Exercise:
Every line of the records below from the line with "[locate] leaf litter" up to and including the line with "[locate] forked tree" must be reproduced exactly, and no line outside that range.

Records supplied:

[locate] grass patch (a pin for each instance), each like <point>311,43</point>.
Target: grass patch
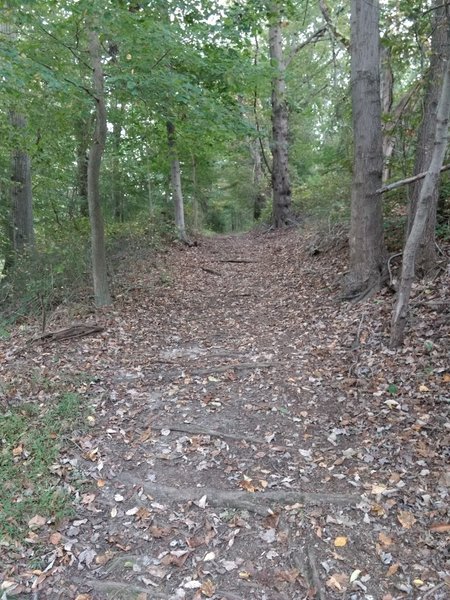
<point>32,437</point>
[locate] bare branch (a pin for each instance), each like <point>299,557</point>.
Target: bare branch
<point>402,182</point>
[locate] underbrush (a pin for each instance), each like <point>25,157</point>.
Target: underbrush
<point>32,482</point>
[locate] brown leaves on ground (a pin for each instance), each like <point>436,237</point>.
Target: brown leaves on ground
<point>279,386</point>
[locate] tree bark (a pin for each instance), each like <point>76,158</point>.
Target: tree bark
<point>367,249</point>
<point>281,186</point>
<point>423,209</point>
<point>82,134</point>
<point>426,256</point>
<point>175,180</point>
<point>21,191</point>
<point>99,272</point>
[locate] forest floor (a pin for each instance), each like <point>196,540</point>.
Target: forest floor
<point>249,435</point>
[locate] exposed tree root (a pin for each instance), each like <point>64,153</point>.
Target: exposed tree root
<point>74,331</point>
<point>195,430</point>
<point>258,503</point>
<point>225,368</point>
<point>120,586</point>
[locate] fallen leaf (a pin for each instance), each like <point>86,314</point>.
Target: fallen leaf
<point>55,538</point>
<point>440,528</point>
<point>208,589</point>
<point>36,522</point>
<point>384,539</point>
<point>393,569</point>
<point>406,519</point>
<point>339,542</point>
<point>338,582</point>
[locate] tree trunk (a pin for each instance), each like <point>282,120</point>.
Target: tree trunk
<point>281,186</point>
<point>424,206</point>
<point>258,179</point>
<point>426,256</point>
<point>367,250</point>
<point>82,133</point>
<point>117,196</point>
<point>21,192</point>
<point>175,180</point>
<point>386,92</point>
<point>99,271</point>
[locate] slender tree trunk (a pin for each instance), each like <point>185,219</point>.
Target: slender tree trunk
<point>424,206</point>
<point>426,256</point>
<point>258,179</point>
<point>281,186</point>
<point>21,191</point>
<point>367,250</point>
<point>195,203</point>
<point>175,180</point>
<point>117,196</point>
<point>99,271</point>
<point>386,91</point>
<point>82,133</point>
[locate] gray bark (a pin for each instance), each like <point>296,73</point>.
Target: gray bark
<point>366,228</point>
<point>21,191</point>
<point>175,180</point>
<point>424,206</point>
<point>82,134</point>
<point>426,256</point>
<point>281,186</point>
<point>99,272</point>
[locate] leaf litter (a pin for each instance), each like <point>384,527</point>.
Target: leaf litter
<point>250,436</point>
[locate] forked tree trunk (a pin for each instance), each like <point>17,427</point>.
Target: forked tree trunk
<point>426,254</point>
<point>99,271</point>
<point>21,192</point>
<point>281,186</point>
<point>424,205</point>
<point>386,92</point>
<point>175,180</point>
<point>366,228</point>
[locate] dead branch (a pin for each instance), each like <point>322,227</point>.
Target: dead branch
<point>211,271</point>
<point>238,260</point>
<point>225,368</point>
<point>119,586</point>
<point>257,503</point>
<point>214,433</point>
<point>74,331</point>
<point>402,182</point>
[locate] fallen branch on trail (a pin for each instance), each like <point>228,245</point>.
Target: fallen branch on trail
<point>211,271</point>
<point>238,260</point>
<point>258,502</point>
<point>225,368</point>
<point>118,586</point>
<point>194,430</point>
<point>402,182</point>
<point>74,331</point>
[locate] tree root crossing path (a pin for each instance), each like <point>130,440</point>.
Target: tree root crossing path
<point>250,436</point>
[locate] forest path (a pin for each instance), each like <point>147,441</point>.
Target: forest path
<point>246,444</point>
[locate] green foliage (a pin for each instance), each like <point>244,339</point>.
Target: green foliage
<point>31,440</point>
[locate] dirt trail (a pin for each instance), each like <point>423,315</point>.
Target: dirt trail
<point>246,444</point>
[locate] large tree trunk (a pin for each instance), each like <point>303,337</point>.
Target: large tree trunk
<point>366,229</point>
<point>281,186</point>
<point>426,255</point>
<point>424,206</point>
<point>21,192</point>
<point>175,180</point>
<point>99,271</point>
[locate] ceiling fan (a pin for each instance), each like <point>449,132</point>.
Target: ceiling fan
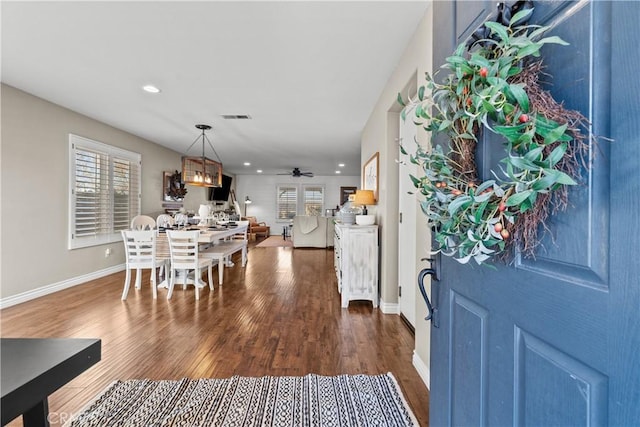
---
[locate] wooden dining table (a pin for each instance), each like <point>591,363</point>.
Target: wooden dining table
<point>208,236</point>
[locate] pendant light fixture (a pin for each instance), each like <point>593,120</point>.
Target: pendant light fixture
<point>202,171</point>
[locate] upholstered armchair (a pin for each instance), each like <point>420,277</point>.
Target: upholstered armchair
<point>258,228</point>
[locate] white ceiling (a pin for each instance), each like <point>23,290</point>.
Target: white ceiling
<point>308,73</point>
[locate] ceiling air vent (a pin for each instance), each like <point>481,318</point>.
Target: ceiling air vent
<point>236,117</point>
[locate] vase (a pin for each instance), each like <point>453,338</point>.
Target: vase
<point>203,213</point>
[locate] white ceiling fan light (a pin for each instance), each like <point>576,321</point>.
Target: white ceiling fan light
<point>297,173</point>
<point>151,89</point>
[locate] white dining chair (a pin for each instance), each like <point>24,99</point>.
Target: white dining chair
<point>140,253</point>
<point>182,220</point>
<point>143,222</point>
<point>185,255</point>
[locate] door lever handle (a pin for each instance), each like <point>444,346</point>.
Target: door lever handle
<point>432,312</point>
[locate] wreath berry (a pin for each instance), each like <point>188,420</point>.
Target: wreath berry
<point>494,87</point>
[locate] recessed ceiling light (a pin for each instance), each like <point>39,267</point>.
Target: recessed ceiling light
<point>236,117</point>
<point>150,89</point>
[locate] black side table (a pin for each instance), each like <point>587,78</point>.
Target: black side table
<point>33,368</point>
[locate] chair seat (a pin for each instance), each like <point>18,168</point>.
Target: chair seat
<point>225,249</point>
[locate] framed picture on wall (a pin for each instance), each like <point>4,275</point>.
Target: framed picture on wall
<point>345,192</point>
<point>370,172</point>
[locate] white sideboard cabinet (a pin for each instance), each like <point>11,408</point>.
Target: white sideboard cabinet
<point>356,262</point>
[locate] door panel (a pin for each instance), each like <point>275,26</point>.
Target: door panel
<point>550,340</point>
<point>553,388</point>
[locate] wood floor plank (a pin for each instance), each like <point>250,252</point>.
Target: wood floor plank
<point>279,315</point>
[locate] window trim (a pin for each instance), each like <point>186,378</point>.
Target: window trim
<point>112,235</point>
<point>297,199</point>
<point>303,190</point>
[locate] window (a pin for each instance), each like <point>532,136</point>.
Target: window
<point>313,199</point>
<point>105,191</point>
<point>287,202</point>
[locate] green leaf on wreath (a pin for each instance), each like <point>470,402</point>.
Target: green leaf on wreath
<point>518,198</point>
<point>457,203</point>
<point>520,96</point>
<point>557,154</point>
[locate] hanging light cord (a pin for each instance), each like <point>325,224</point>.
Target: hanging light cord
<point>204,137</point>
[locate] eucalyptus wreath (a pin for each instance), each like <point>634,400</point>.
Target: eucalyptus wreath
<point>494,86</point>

Response:
[locate] leaf litter (a pin for each instance), each like <point>384,527</point>.
Target: leaf litter
<point>250,436</point>
[locate] forked tree trunk (a pin for each instance), each like <point>17,427</point>.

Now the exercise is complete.